## PAGE EXCERPT
========================================
In light of our state's push into "higher stakes testing", I think Popham reminds us of some important key issues and ideas about tests and teacher evaluations that state politicians and policymakers seem to forget.
  • “Tests are not valid or invalid. Instead, it is a test-based inference whose validity is at issue.” In other words, it isn't the test that’s valid or invalid, it is the inferences drawn from those tests that have these qualities. It boils down to whether you can actually make an inference based on the test or not. The question is whether North Carolina's tests, which have been implemented haphazardly and a thrown-together-manner, actually tell us anything at all about the quality of teaching in our classrooms. Can I honestly say Teacher A is a good teacher because she added "this much" value to her students' Measures of Student Learning? Seems to me that it puts a great deal of faith in a single test.
  • “Tests allow us to make inferences about a test taker. This inference, depending on the appropriateness of the test as a support for the inference being made, may be valid or invalid.” As Popham points out, the inference we make about the learner may be valid or invalid depending on the “appropriateness of the test” in its role to support the inference being made. As we know, the word validity is the extent to which that inference, or conclusion, is well-founded or corresponds to the real world. This boils down to whether the inference we draw about a student is valid or not. For example, should we infer, based on a student’s test scores that he is not proficient in the subject, we must be satisfied that the test we are using is the “appropriate measure,” and we must also make sure the conclusion we draw considers all real world facts. Ignoring a student’s socio-economic status, or even whether he experienced  a death in the family, can make our inference about the student’s proficiency invalid. Then there's the whole issue about making an inference about a teacher or principal's effectiveness using this same test. Has North Carolina sufficiently established the appropriateness of their Measures of Student Learning, End of Grade Tests, End of Course Tests, as instruments that allow for making inferences about teacher and principal quality? I'm not sure they have. Another question, do these Measures of Student learning allow us to make valid inferences about teacher quality? I'm not convinced they do.
As North Carolina moves forward with a teacher and principal appraisal instrument that uses test scores to determine effectiveness, all educators need to educate themselves and scrupulously ask questions of policymakers at all levels.

As Popham suggests, “If heavy importance is being given to students’ performances on state tests for which there is no evidence supporting such an evaluative usage, then teachers (I would add principals too) might wish to engage in further study of this issue so that, armed with pertinent arguments, they can attempt to persuade educational decision makers that more appropriate evidence should be sought.” In other words, all educators, administrators, and teachers need to study how North Carolina or any state is using test scores to determine educator effectiveness.
========================================
## DATA BLOCK

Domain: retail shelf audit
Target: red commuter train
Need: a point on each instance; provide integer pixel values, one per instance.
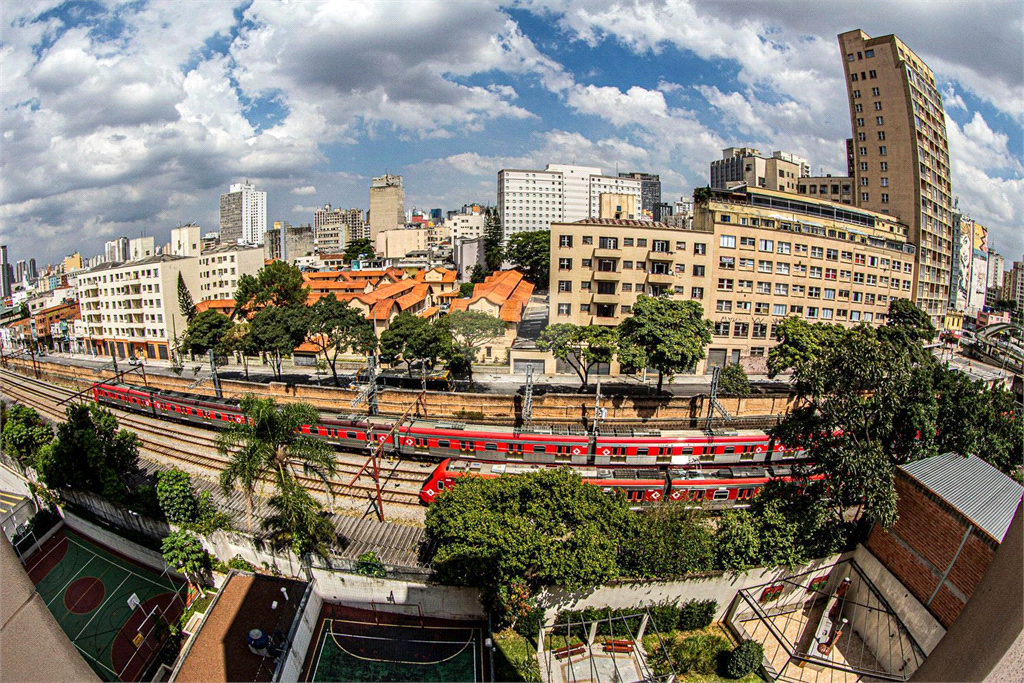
(716, 488)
========================================
## PROBLEM DETAILS
Carry on the commentary about Popham and North Carolina's use of test scores to judge educators, starting after its final sentence.

## THE RESPONSE
Administrators owe it to their teachers, and themselves, to understand that some of these tests were never designed to determine educator effectiveness, so that data needs to be viewed with skepticism. And, I would add that the manner in which these Measures of Student Learning were developed and are administered may not allow them to draw valid inferences about teacher quality. Test scores in North Carolina currently are only 1/6th of the teacher evaluation, and effective administrators are going to keep this in mind and not let the allure of numbers numb them to the other 5 standards.

Wednesday, February 13, 2013

When Tests Matter More Than Students: Test-Prep Learning Cultures in Action

"Who would want to teach in a system that measures your worth as an educator by how much your students can regurgitate on a two-hour multiple-choice test and that has reduced much of the curriculum to tedious test-prep exercises?" writes Tony Wagner in his latest book entitled Creating Innovators: The Making of Young People Who Will Change the World.

Who, indeed, would want to teach in the kind of education system Wagner describes in this question? Perhaps a better question would be, "Who would want to learn in such a system?" Yet, with all the increased emphasis across the country on test scores as part of both teacher and principal evaluations, the kind of education system Wagner predicts is already coming to fruition, and my state is on the fast track to such a system.

North Carolina schools have had a "Learning Culture" characterized as "getting students ready for THE TEST" since it began rolling out state tests in the 1990s. Now, North Carolina has moved from using those same tests to determine student proficiency to determine teacher and principal proficiency. And, for subjects that do not currently have a standardized test, they are creating a TEST, to not measure student learning, but to measure educator proficiency. The end result  of these measures will obviously be that the state that once proclaimed proudly "First in Flight" on its license plates, can soon declare "First in Test-Prep." 

Sadly, though, one can but wonder if all this emphasis on test scores is going to totally destroy or keep us from developing very kind of "Learning Culture" that we should be fostering for 21st century learners. That culture should emphasize, collaboration, multidisciplinary learning, thoughtful risk taking, trial and error, creating, and intrinsic motivational learning. Test-Prep learning cultures are an anathema to each of these.

In my experience, schools and districts with "Test-Prep Learning Cultures" are characterized by some of the following:

  • Student learning is reduced to what can be fit within the confines of A, B, C, and D on a bubble sheet. There is no time for independent exploration and learning. Students spend their days taking endless quizzes and tests in multiple choice format. Projects? Forget it! They take away valuable time better spent getting students to bubble-in right answers.
  • Teaching is reduced to "only the essentials found on THE TEST." Nothing else matters. No room for student curiosity. Teachers spend inordinate amounts of time analyzing tests and test items and build learning around what they find.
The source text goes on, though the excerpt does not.